▶ _Work order_: Repeat each record below exactly as it is written.

▶ _Study material_:
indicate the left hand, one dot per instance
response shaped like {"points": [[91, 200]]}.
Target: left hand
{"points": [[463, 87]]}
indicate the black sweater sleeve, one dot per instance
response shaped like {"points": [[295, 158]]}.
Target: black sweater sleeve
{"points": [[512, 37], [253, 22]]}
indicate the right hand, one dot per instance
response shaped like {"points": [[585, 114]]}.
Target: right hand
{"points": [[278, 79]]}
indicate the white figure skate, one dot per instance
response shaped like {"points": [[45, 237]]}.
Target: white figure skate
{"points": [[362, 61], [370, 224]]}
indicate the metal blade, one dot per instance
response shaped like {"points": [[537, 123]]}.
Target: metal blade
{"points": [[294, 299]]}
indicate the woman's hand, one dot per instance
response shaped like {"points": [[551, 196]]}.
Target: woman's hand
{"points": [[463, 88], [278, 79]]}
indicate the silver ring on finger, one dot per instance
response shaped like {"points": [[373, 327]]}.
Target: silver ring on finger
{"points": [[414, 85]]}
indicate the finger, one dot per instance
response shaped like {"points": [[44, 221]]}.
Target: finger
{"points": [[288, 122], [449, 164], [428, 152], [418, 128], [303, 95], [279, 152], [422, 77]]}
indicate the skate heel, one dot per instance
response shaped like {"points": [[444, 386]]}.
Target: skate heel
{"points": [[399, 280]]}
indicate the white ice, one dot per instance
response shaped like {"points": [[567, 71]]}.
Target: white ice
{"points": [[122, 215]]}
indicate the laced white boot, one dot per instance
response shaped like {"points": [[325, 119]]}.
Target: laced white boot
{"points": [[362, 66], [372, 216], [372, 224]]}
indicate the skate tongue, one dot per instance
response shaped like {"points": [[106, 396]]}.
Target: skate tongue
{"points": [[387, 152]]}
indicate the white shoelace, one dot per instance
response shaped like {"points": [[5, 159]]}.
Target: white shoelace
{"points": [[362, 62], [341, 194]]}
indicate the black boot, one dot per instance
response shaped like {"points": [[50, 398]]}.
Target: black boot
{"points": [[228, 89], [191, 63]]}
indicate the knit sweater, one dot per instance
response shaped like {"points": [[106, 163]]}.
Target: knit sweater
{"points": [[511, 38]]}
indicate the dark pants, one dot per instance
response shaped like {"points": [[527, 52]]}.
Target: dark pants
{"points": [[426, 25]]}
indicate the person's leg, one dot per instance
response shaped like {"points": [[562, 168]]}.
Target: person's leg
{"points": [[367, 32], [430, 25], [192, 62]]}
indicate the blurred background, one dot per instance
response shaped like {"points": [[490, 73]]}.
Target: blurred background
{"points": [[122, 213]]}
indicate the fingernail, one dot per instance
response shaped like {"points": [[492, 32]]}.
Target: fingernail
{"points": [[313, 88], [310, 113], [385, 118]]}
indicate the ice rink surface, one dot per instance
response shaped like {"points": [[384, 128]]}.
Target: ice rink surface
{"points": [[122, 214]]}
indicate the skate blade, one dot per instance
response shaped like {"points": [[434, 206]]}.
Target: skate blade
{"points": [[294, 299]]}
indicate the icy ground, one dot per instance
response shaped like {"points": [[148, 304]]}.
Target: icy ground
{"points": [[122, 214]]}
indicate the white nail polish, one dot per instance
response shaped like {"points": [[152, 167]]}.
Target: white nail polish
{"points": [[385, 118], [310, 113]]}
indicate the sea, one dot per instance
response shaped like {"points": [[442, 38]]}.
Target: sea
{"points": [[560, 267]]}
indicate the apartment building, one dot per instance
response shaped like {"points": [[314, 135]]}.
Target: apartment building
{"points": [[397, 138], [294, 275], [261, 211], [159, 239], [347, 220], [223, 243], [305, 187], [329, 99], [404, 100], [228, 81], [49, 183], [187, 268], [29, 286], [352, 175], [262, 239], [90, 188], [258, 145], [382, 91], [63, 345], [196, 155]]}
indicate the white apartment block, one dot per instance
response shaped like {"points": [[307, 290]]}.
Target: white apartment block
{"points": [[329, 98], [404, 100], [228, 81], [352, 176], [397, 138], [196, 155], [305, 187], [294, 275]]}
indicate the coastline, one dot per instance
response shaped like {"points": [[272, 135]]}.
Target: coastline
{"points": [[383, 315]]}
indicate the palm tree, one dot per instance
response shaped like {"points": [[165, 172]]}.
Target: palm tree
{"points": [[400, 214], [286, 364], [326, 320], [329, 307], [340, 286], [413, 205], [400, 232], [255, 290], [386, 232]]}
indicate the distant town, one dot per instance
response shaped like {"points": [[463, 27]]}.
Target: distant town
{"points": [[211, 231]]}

▶ _Task answer_:
indicate the left hand, one dot per instance
response shaped like {"points": [[91, 200]]}.
Target: left hand
{"points": [[463, 87]]}
indicate the black sweater sleeve, one dot per instance
response shaped like {"points": [[295, 158]]}.
Target: black sweater sleeve
{"points": [[512, 37], [253, 22]]}
indicate the right hand, one dot per instance
response shaped like {"points": [[585, 114]]}.
Target: right hand
{"points": [[278, 79]]}
indicate the white figure skate, one dot per instance
response shaped like {"points": [[45, 237]]}.
Target: white figure skate
{"points": [[362, 61], [370, 224]]}
indicate the metal blade, one dot per instance
response shaped like {"points": [[537, 123]]}.
Target: metal blade
{"points": [[294, 299]]}
indicate the woman's hand, one dot per instance
response shaped like {"points": [[551, 196]]}.
Target: woman's hand
{"points": [[463, 88], [278, 79]]}
indicate the silver ring on finger, one dot per instance
response shaped like {"points": [[373, 327]]}.
Target: silver ring on finger
{"points": [[414, 85]]}
indicate the finger, one dot per instance
response shaped like {"points": [[44, 221]]}.
Target: finger
{"points": [[288, 122], [449, 164], [428, 152], [418, 128], [303, 95], [279, 152], [422, 77]]}
indicate the skate heel, one dot per instance
response shaped like {"points": [[444, 386]]}.
Target: skate heel
{"points": [[399, 280]]}
indicate the white ice, one dot per instance
response shaped like {"points": [[567, 71]]}.
Target: white ice
{"points": [[122, 215]]}
indicate the laced white boot, one dot per instance
response shaped like {"points": [[325, 119]]}.
Target: laced white boot
{"points": [[362, 66], [372, 216], [372, 224]]}
indicate the skate tongue, one dot per instance
response shaped like {"points": [[106, 396]]}.
Target: skate tongue
{"points": [[387, 152]]}
indicate the white shoelace, one dot per instance
response shaped like {"points": [[5, 159]]}.
Target: white shoelace
{"points": [[362, 62], [341, 194]]}
indicate the black boot, one dot per instance
response shaped like {"points": [[50, 398]]}.
Target: black boot
{"points": [[228, 89], [191, 63]]}
indicate the knit sweater, one dot per instance
response shaped like {"points": [[106, 163]]}.
Target: knit sweater
{"points": [[511, 38]]}
indicate the dark pants, one dot per instance
response shaped like {"points": [[527, 52]]}.
Target: dark pants
{"points": [[426, 25]]}
indicate the person's leg, one dot per instance
response shaped like {"points": [[562, 168]]}.
Target: person's leg
{"points": [[367, 32], [430, 25], [192, 62]]}
indicate the blurred background, one dot per instance
response shaped like {"points": [[490, 73]]}.
Target: blurred background
{"points": [[122, 213]]}
indicate the fingernail, one dot per instance
response shaped like {"points": [[492, 32]]}.
Target: fingernail
{"points": [[313, 88], [310, 113], [385, 118]]}
indicate the ice rink surface, one dot per instance
response shaped like {"points": [[384, 128]]}.
Target: ice rink surface
{"points": [[122, 214]]}
indicate the skate blade, one dot per instance
response shaped like {"points": [[434, 206]]}.
Target: skate blade
{"points": [[294, 299]]}
indicate the icy ground, one dot per instance
response shaped like {"points": [[148, 304]]}.
Target: icy ground
{"points": [[122, 214]]}
indicate the white nail polish, one dot per instance
response shaped like {"points": [[152, 167]]}.
Target: white nail polish
{"points": [[385, 118], [310, 113]]}
indicate the sea, one dot per instance
response shaped like {"points": [[442, 38]]}.
Target: sea
{"points": [[560, 267]]}
indicate the apartment building, one dot per instance
response shaped like {"points": [[314, 135]]}.
Target: apartment building
{"points": [[397, 138], [294, 275], [261, 211], [159, 239], [347, 220], [223, 243], [305, 187], [329, 99], [404, 100], [228, 81], [49, 183], [187, 268], [29, 286], [352, 175], [262, 239], [90, 188], [258, 145], [382, 91], [63, 345], [196, 155]]}
indicate the white apartment block, one dot per instance
response shaped like {"points": [[307, 290]]}.
Target: white apartment block
{"points": [[329, 98], [404, 100], [228, 81], [352, 176], [397, 138], [196, 155], [305, 187], [294, 275]]}
indicate the coastline, one dot per instance
response shaped like {"points": [[272, 135]]}.
Target: coastline
{"points": [[383, 315]]}
indicate the palm tree, one dot per instance
response shaped like {"points": [[165, 172]]}.
Target: palm tree
{"points": [[400, 214], [286, 364], [326, 320], [329, 307], [340, 286], [413, 205], [400, 232], [255, 290], [386, 232]]}
indicate the distant town, one dot per instance
response shaped like {"points": [[463, 27]]}.
Target: distant town
{"points": [[211, 231]]}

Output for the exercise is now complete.